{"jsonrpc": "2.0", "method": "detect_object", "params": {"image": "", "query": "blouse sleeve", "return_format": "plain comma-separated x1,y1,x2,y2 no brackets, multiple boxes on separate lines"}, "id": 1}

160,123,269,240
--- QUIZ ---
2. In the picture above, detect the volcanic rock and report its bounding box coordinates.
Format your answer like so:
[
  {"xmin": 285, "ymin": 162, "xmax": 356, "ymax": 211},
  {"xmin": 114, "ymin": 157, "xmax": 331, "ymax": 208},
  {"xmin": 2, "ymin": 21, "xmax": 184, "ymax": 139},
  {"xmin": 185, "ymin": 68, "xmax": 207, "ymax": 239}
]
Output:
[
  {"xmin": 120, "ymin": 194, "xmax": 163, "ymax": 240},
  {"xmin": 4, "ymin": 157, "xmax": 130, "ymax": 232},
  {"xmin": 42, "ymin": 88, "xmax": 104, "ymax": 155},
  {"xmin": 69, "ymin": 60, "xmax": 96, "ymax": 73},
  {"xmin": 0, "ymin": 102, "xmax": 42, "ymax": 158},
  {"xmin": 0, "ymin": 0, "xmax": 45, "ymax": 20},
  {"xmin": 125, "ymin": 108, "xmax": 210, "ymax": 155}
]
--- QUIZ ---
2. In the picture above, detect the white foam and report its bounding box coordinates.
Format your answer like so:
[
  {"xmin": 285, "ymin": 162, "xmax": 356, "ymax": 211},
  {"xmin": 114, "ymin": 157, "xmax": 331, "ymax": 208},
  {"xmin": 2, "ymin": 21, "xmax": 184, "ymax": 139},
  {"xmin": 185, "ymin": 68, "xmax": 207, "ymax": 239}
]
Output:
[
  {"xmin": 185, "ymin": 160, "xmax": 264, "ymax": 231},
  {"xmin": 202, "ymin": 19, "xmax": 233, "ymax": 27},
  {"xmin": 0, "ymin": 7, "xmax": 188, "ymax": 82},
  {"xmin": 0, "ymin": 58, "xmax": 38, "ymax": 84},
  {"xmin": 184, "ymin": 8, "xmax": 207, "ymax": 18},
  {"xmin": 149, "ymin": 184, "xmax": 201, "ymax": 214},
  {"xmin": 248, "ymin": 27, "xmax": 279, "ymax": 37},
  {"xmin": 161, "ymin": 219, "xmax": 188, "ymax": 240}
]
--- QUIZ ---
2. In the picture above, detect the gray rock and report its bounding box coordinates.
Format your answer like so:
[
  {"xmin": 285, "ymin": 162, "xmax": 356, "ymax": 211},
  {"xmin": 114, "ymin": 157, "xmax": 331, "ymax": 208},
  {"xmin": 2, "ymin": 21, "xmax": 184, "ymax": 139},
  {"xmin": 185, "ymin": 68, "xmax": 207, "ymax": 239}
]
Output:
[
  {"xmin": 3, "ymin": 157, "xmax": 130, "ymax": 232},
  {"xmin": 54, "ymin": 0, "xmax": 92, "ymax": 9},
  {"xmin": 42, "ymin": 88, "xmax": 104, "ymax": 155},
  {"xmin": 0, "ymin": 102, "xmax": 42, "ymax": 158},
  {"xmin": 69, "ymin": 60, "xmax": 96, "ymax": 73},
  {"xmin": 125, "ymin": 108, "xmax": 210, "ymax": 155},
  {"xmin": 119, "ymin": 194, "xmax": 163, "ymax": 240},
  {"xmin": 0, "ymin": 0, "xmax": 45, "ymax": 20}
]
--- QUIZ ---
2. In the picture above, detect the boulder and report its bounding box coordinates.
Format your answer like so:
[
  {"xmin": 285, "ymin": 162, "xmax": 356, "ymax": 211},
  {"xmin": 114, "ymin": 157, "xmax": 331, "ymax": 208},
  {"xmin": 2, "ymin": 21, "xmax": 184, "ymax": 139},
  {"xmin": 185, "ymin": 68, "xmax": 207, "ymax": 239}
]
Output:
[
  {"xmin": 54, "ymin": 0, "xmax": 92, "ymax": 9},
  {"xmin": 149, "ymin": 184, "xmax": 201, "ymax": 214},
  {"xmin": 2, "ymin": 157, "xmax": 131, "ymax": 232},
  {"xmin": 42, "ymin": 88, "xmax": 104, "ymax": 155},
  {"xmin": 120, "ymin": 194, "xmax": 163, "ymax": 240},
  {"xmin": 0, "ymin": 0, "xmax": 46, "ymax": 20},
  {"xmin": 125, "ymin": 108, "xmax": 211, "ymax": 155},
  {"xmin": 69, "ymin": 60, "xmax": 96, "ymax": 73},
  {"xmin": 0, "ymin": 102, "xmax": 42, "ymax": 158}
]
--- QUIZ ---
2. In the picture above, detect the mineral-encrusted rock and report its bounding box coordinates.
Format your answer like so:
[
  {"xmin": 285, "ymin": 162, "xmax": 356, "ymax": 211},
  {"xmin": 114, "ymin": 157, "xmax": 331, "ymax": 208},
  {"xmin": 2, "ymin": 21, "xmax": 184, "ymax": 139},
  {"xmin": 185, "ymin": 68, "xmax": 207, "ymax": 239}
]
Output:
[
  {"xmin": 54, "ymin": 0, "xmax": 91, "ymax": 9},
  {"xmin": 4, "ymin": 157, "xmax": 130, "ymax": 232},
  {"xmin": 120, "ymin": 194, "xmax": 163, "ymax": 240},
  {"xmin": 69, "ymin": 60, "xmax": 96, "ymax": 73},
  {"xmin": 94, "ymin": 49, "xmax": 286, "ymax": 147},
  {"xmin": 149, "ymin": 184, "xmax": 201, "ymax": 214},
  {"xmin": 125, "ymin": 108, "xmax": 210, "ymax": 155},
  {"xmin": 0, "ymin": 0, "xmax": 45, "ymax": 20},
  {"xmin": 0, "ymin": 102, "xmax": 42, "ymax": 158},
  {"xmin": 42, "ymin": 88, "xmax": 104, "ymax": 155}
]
...
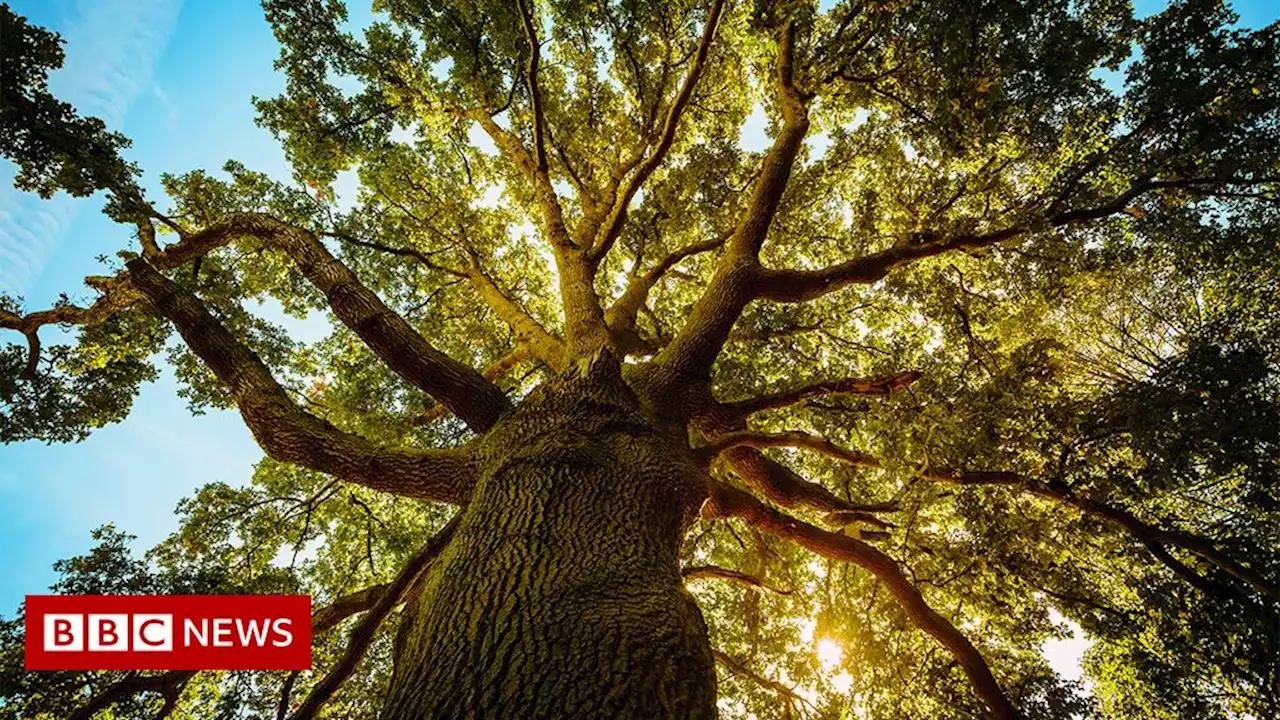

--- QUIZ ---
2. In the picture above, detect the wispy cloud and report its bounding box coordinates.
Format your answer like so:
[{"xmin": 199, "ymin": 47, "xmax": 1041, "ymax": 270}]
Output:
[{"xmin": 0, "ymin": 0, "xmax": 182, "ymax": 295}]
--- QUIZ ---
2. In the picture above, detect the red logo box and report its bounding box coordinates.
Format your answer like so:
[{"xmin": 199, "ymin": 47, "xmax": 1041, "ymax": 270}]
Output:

## TASK STATEMENT
Render the data from the line containing "comma-separated x1,y1,x2,y2 no" through the line containing "160,123,269,240" as a JSON list of strings, one string per line, with blank lines left out.

## WRITTEN RESPONSE
[
  "{\"jsonrpc\": \"2.0\", \"method\": \"detect_object\", \"params\": {\"image\": \"\", \"query\": \"blouse sleeve\", \"return_format\": \"plain comma-separated x1,y1,x2,y2 no brackets, multiple boxes on separate lines\"}, \"id\": 1}",
  "160,123,269,240"
]